Task instructions => Write out each line of the listing as it stands, without the images.

Exercise materials =>
▬▬▬▬▬▬▬▬▬▬

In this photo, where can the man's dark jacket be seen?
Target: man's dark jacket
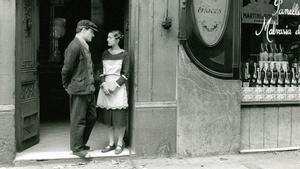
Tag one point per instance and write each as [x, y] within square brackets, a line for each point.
[75, 71]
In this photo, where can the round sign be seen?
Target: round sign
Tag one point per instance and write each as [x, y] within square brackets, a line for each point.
[211, 19]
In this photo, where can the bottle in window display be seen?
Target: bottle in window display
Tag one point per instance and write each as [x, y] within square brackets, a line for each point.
[245, 75]
[267, 52]
[263, 54]
[275, 75]
[276, 53]
[281, 79]
[269, 75]
[289, 76]
[294, 78]
[258, 78]
[254, 75]
[263, 75]
[280, 55]
[271, 53]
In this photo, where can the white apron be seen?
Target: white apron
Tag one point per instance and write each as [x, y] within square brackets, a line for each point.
[117, 99]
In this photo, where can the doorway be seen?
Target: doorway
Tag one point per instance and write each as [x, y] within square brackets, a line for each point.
[57, 24]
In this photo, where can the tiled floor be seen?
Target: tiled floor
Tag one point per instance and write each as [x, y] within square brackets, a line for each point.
[55, 139]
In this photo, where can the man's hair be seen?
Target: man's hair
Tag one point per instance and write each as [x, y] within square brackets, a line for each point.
[117, 34]
[86, 24]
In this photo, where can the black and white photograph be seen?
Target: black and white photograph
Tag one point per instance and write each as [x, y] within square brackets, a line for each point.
[150, 84]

▬▬▬▬▬▬▬▬▬▬

Answer =>
In this photo, where can the man's dark jacket be seen?
Target: man's dark jacket
Tag one point per instance and write each as [x, y] within square brackets, a line for each point.
[75, 71]
In this photo, where can the round sign be seen?
Target: round sign
Tag one point per instance and write each as [x, y] within square brackets, a line for each point.
[211, 19]
In this photo, where can the bottle in window display be seen?
Target: bottle in window display
Tag one point per instance and write each as [x, y] within square brackets, a line for each point.
[245, 75]
[267, 52]
[263, 54]
[275, 75]
[276, 53]
[281, 79]
[269, 75]
[289, 76]
[294, 78]
[258, 78]
[254, 75]
[263, 75]
[280, 55]
[271, 53]
In this photo, where can the white apron be seen?
Target: white apron
Tag one point per instance and write each as [x, y] within square brackets, a line for each point.
[117, 99]
In this photo, where can the doorway be seen?
Target: doorway
Tag one point per instance and write each as [x, y] within square brackets, a line for each point.
[57, 24]
In this photo, where can the tiled floor be seen?
Target: tiled floor
Tag one point per instance and write each as [x, y] within square brackets, a line for each point.
[55, 139]
In this photo, where can the man's hair be seen?
Target: man's hair
Tag one point per instance and write each as [x, y] within square brackets, a line for each point.
[117, 34]
[86, 24]
In this photo, where can the black and white photograph be seen?
Target: black and white photograph
Tag one point per instance and write each as [x, y] within square brackets, a line for each point.
[150, 84]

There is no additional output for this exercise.